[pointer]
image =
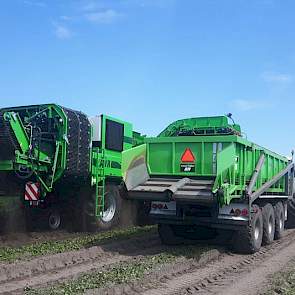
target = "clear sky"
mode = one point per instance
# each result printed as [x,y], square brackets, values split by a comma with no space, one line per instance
[154,61]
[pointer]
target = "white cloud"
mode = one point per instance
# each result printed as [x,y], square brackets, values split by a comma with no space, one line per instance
[108,16]
[276,77]
[35,3]
[62,32]
[249,105]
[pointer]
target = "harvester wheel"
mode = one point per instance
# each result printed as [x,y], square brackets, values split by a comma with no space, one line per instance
[249,239]
[54,219]
[268,216]
[112,210]
[168,236]
[279,220]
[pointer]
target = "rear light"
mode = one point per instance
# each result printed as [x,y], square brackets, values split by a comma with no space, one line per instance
[158,206]
[237,212]
[245,212]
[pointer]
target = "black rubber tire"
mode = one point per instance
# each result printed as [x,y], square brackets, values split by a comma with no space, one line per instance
[28,219]
[291,214]
[94,223]
[54,219]
[279,220]
[268,216]
[168,236]
[245,241]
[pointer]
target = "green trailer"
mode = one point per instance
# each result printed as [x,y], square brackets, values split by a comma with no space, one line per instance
[63,163]
[201,173]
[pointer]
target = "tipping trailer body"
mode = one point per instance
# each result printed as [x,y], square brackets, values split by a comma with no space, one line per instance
[201,171]
[51,156]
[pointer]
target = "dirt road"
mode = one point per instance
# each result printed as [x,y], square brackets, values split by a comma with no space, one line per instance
[141,265]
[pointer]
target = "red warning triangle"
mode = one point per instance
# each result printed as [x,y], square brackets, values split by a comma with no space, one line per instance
[188,156]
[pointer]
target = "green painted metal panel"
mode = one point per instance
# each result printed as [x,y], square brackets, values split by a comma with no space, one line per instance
[222,155]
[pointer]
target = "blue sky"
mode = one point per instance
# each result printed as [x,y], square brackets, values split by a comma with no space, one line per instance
[155,61]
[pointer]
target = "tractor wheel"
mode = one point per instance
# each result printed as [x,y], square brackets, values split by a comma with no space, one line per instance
[249,239]
[112,211]
[167,235]
[54,219]
[279,220]
[268,216]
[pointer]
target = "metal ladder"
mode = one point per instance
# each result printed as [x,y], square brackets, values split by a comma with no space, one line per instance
[100,188]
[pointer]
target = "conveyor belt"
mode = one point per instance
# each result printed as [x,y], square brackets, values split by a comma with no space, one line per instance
[79,139]
[8,142]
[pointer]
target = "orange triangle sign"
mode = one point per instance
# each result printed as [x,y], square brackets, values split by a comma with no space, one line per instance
[188,156]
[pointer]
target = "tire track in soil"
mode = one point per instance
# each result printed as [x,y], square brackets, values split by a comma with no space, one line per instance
[48,269]
[231,273]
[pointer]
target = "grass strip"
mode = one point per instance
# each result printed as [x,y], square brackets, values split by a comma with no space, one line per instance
[283,282]
[120,273]
[11,254]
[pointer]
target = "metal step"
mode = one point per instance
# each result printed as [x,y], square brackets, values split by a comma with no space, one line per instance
[198,191]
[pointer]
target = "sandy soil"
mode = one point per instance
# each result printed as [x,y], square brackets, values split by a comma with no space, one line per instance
[218,271]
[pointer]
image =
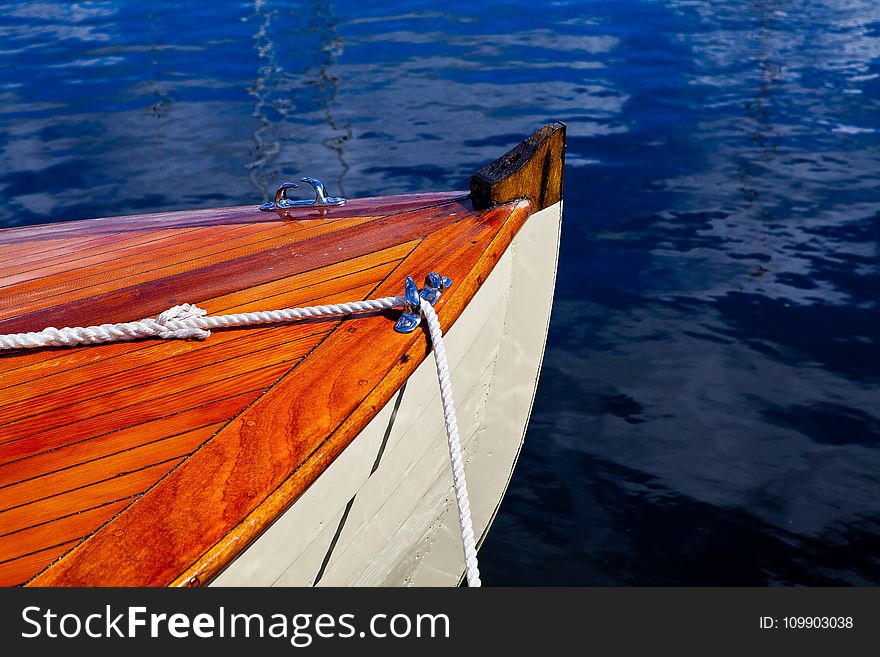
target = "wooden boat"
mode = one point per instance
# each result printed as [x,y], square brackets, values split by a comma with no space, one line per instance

#### [EXERCISE PROMPT]
Write the listing above out again exactly, dropping each image.

#### [ANSWER TO THE EXERCISE]
[pointer]
image =
target = "clear sky"
mode = one point per instance
# each result printed as [x,y], square brackets, values split by a comma with no space, one line per instance
[154,61]
[pointer]
target = "white cloud"
mode = one point per instance
# each result printed as [x,y], square brackets, values split by a comma with no space, one line per instance
[108,16]
[276,77]
[35,3]
[62,32]
[249,105]
[pointer]
target = "harvester wheel"
mode = one point per instance
# each result printed as [x,y], square brackets, values split by a comma with no space, one line per instance
[249,239]
[54,219]
[268,216]
[112,210]
[168,236]
[279,220]
[pointer]
target = "rear light"
mode = one point per instance
# each result printed as [x,y], square brackets, values split by a comma with no space, one line per instance
[158,206]
[237,212]
[245,212]
[pointer]
target = "black rubber tire"
mode = one point per instance
# each result printed as [x,y], square brackets, values split by a comma with no space, one line per instance
[28,219]
[291,214]
[94,223]
[54,219]
[279,220]
[268,216]
[168,236]
[245,241]
[pointer]
target = "green trailer"
mode = one point per instance
# each result printed as [x,y], square brackets, values split by a comma with no space, one line per instance
[63,163]
[201,173]
[pointer]
target = "tipping trailer body"
mode = one point per instance
# each result printed as [x,y], square brackets, values split by a comma with no space, one line per instance
[201,171]
[51,156]
[pointer]
target = "dirt road"
mode = one point per instance
# each result printed as [x,y], square brackets, values split by a comma with no space, one line per instance
[141,265]
[pointer]
target = "red warning triangle"
mode = one point per instance
# each result printed as [x,y], square brackets, values split by a comma with no space, one line per instance
[188,156]
[pointer]
target = "green painted metal panel"
mode = one point per instance
# each result printed as [x,y], square brackets, values split by a comma with no space, one line per instance
[222,155]
[pointer]
target = "blue sky"
mode = one point per instance
# each result printed as [x,y], square brackets, values split by a comma with no space, one line per instance
[155,61]
[pointer]
target = "tractor wheel"
mode = one point per instance
# each result printed as [x,y], square brackets, values split by a comma with no space, one line per instance
[249,239]
[112,211]
[167,235]
[54,219]
[279,220]
[268,216]
[pointer]
target = "metal ladder"
mode = one point per instance
# each result printed as [x,y], square brackets, values split by a comma with no space, one line per instance
[100,188]
[pointer]
target = "conveyor belt"
mode = one point per instance
# each result printed as [x,y], square brackets, values split by a comma with no space, one line per instance
[79,139]
[8,142]
[pointer]
target = "orange triangle sign"
mode = one point per instance
# each result printed as [x,y], square brackets, values split by a comma with no space, one line per instance
[188,156]
[pointer]
target = "tire track in soil"
mode = one point per instance
# each result printed as [x,y], square brackets, values split by a comma with no space, one line per instance
[48,269]
[231,273]
[pointer]
target = "grass strip"
mode = one point per instance
# each result printed as [x,y], square brackets, values split by a comma with no space, one line per instance
[283,282]
[120,273]
[11,254]
[pointer]
target = "metal step"
mode = one point per instance
# each result printed as [x,y], square brackets, values split by a comma with no space, one line per instance
[198,191]
[pointer]
target = "sandy soil"
mode = one point per instance
# each result printed as [x,y], square brackets, values split by a comma with no space, one line per instance
[218,271]
[pointer]
image =
target = "wooden boat"
mode = one point per instance
# each result printed as [x,y], square brackets, values split by a comma with no space, one line per instance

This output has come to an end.